**Passage:**
^^^^^^^^^^^^^^^^

13. An apparatus for processing a workpiece, comprising: an
electroplating reactor including a reactor vessel for holding an
electrolyte; an anode array disposed in said reactor vessel at a
position for immersion in the electrolyte solution, said anode
array comprising a plurality of concentric anode segments having
differing radial dimensions, said concentric anode array being
arranged so that it is co-axial with respect to the workpiece to
thereby facilitate uniform deposition of electroplated metal on
said workpiece, and a mounting base upon which said anode segments
are mounted, and dielectric projections in fixed relation with the
mounting base and proceeding between at least one pair of adjacent
anode segments, the dielectric projections dimensioned to extend
axially beyond the at least one pair of adjacent anode segments for
facilitating uniform deposition of electroplated metal on the
workpiece.
14. An apparatus as claimed in claim 13 wherein the workpiece is
generally disc-shaped and wherein the plurality of concentric anode
segments are generally ring-shaped.
Description
CROSS-REFERENCE TO RELATED APPLICATIONS
Not Applicable.
Statement Regarding Federally Sponsored Research or Development
Not applicable.
BACKGROUND OF THE INVENTION
The present invention relates generally to an electroplating
apparatus for plating of semiconductor components, and more
particularly to an electroplating apparatus, including a segmented
anode array comprising a plurality of concentrically arranged anode
segments which can be independently operated to facilitate uniform
deposition of electroplated metal on an associated workpiece.
Production of semiconductive integrated circuits and other
semiconductive devices from semiconductor wafers typically requires
formation of multiple metal layers on the wafer to electrically
interconnect the various devices of the integrated circuit.
Electroplated metals typically include copper, nickel, gold and
lead. Electroplating is effected by initial formation of a
so-called seed layer on the wafer in the form of a very thin layer
of metal, whereby the surface of the wafer is rendered electrically
conductive. This electroconductivity permits subsequent formation
of a so-called blanket layer of the desired metal by electroplating
in a reactor vessel. Subsequent processing, such as chemical,
mechanical planarization, removes unwanted portions of the metal
blanket layer formed during electroplating, resulting in the
desired patterned metal layer in a semiconductor integrated circuit
or micro-mechanism being formed. Formation of a patterned metal
layer can also be effected by electroplating.

^^^^^^^^^^^^^^^^

**Data records:**

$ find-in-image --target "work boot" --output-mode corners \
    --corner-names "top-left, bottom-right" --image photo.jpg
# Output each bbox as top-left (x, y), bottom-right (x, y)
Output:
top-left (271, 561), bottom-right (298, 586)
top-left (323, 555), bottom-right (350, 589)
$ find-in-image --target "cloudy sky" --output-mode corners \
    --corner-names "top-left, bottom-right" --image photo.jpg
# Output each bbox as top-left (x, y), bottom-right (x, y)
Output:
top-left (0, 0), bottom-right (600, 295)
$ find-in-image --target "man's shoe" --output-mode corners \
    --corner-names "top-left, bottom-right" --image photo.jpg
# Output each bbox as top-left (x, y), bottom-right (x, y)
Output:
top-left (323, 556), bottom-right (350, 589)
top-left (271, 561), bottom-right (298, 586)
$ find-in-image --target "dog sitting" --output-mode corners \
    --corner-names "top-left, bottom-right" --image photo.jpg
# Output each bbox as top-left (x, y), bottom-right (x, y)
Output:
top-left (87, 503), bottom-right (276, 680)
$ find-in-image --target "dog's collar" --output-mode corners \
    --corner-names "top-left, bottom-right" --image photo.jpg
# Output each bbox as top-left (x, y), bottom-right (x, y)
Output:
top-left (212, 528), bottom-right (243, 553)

^^^^^^^^^^^^^^^^

**Parts of the exercise:**
(a) Which metals does the electroplating passage name as typically electroplated?
(b) Using the electroplating passage, explain why a seed layer is formed on the wafer first.

**Final results:**
(a) Copper, nickel, gold and lead.

(b) The seed layer is a very thin layer of metal that makes the wafer's surface electrically conductive. That conductivity allows a blanket layer of the desired metal to then be formed by electroplating in a reactor vessel.